Ideally all video sources should be displayed in their original format.

>>>>I've heard mixed comments re the 100hz TVs sold in Europe.
>>>
>>>This is because they are mainly used to convert 576/50i to 576/100i
>>>- with no real progressive conversion. Some (Philips Natural Motion)
>>>even convert material (like film) sourced 576/25p, but broadcast
>>>576/50i, to 576/100i by interpolating in-between fields, giving the
>>>whole film sequence a really fluid "video" look. Very disconcerting
>>>- and the total opposite of what many producers are now doing
>>>(shooting video at 576/50i but reducing the temporal resolution in
>>>post-production to 576/25 to give a "film" look)...
>>>
>>>One problem is that it is difficult to buy a direct view CRT set with
>>>external 576/100i or 1080/50i inputs in the UK - so you are
>>>dependent on the internal processing architecture - and can't chose
>>>your own.
>>
>>Has their been much interest in progressive-scan DVD players in the
>>UK?
>
> Not huge amounts - though quite a few players are available. However there
> are very few 50p CRT sets on the market. Prog scan DVDs are mainly used
> with inherently progressive display devices that can't display interlace
> native - plasmas, DLPs, LCDs etc - which have 576/50p input compatibility.
>
> However the vast majority of TV sales in the UK are still direct-view CRTs -
> predominantly in the sub 28" diagonal. However increasingly >21" sets sold
> are 16:9 CRT shape - it is very difficult to buy a 4:3 set bigger than 21"
> in most UK stores these days. 32" is the largest mass market 16:9 CRT -
> though 36"ers are now on offer.
>
> Plasmas are growing in popularity, though like projectors they are still
> quite niche.
>
>>I'm aware of them being marketed but, as you say, without compatible
>>displays their use would be limited.
>
> 100i rather than 50p is the marketing thing for direct-view CRTs in the UK.
> Annoying as I would rather watch an unprocessed 50i picture - but it is
> difficult to buy a high-end TV without processing to 100i now... (And only
> the higher end sets have multiple RGB inputs etc.)
>
>>>>Obviously they would eliminate the flicker
>>>>associated with 50hz; however, if the rescaling (especially for
>>>>interlace-video sourced material) is not done well the results might
>>>>be less than stellar.

[Recorded data]
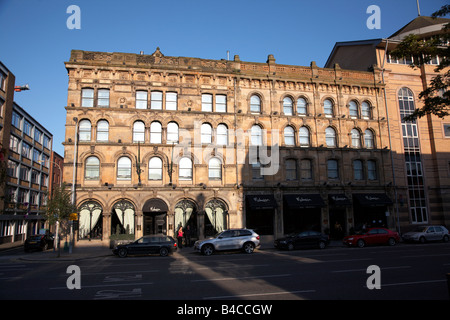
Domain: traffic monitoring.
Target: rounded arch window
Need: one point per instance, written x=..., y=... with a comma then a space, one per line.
x=255, y=104
x=289, y=136
x=330, y=137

# Written request:
Continue the discussion of 100Hz televisions in the UK from its last sentence.

# Task output:
>>>
>>>The interpolation, motion compensation/tracking etc. used to
>>>generate twice the number of fields is the real problem with
>>>European 100Hz sets. You get smearing on fast motion, nasty overly
>>>vicious noise reduction, enhancement of MPEG2 blocking and HF
>>>artefacts etc. introduced on DVD, DSat and DTT transmissions. The
>>>RGB interconnects commonly used between DVD / Digital TV set top
>>>boxes and European TVs means that some of the MPEG2 artefacts that
>>>would be hidden by PAL (or NTSC) composite or S-video encoding
>>>aren't - so you see more of the coding errors.
>>
>>Rescaling is always a balancing act. If the source is technically
>>poor it will likely look worse on a high-resolution display.
>
> Yep - though a lot of 100Hz introduces as many artefacts as it also exposes!
>
>>If new display formats eliminate flicker associated with PAL (even
>>NTSC) and do so without compromising other technical aspects this is
>>the way to go IMO.
>
> Technically the flicker is nothing to do with PAL - that is only the chroma
> standard!
>
> I think you have to divorce your display rate and your broadcast rate don't
> you?
>
> I think that we'd be best suited eventually moving to 1080/25p and 1080/50p
> broadcast standards - display on direct CRTs would be at 100i (with
> interlace artefacts at 50Hz) - but display on plasma, DLP, LCD etc would be
> at 50p without major flicker (as the flicker is more a CRT scanning raster
> thing which isn't inherent in other display technologies?)
>
>>Someone has even suggested a 120hz standard for American HDTV which
>>would be fully compatible with both legacy 60hz NTSC video and all
>>movies and 24fps film-sourced TV series (for which each frame would be
>>shown five times, eliminating 3:2 pulldown artifacts).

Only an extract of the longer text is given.